SUPPLIED RECORDS -
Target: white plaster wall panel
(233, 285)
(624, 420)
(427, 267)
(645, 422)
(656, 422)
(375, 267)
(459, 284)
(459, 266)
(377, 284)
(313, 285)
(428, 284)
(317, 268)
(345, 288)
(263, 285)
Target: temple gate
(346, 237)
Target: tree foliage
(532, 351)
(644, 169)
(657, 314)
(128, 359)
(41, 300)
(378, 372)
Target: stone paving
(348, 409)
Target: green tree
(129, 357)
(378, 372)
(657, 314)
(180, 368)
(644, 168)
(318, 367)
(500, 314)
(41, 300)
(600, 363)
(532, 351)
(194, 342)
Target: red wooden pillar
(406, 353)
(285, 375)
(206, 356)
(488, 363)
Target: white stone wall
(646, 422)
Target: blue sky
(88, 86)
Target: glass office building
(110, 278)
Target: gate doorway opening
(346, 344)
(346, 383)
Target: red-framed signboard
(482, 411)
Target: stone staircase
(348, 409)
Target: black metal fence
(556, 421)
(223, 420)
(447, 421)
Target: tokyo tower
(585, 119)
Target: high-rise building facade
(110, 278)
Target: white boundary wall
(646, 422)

EXERCISE - Every line of the data is to be retyped without alteration.

RESULT OF THE EXERCISE -
Target: white plaster wall panel
(233, 285)
(624, 420)
(427, 267)
(645, 422)
(656, 422)
(375, 267)
(459, 284)
(459, 266)
(377, 284)
(313, 285)
(428, 284)
(317, 268)
(345, 288)
(263, 285)
Target: temple gate
(346, 237)
Target: tree foliage
(532, 351)
(644, 169)
(657, 314)
(128, 359)
(41, 300)
(378, 372)
Target: stone paving
(348, 409)
Target: green tree
(129, 357)
(378, 372)
(657, 314)
(180, 368)
(644, 168)
(318, 367)
(500, 314)
(41, 300)
(600, 363)
(532, 351)
(194, 342)
Target: red wooden pillar
(406, 353)
(285, 375)
(206, 356)
(488, 363)
Target: white stone wall
(646, 422)
Target: blue sky
(88, 86)
Target: glass office building
(110, 278)
Target: gate doorway opening
(346, 344)
(346, 383)
Target: red-framed signboard
(482, 411)
Target: stone staircase
(348, 409)
Target: black metal fence
(556, 421)
(223, 420)
(447, 421)
Target: tokyo tower
(585, 119)
Target: high-rise building facade
(110, 278)
Target: white boundary wall
(646, 422)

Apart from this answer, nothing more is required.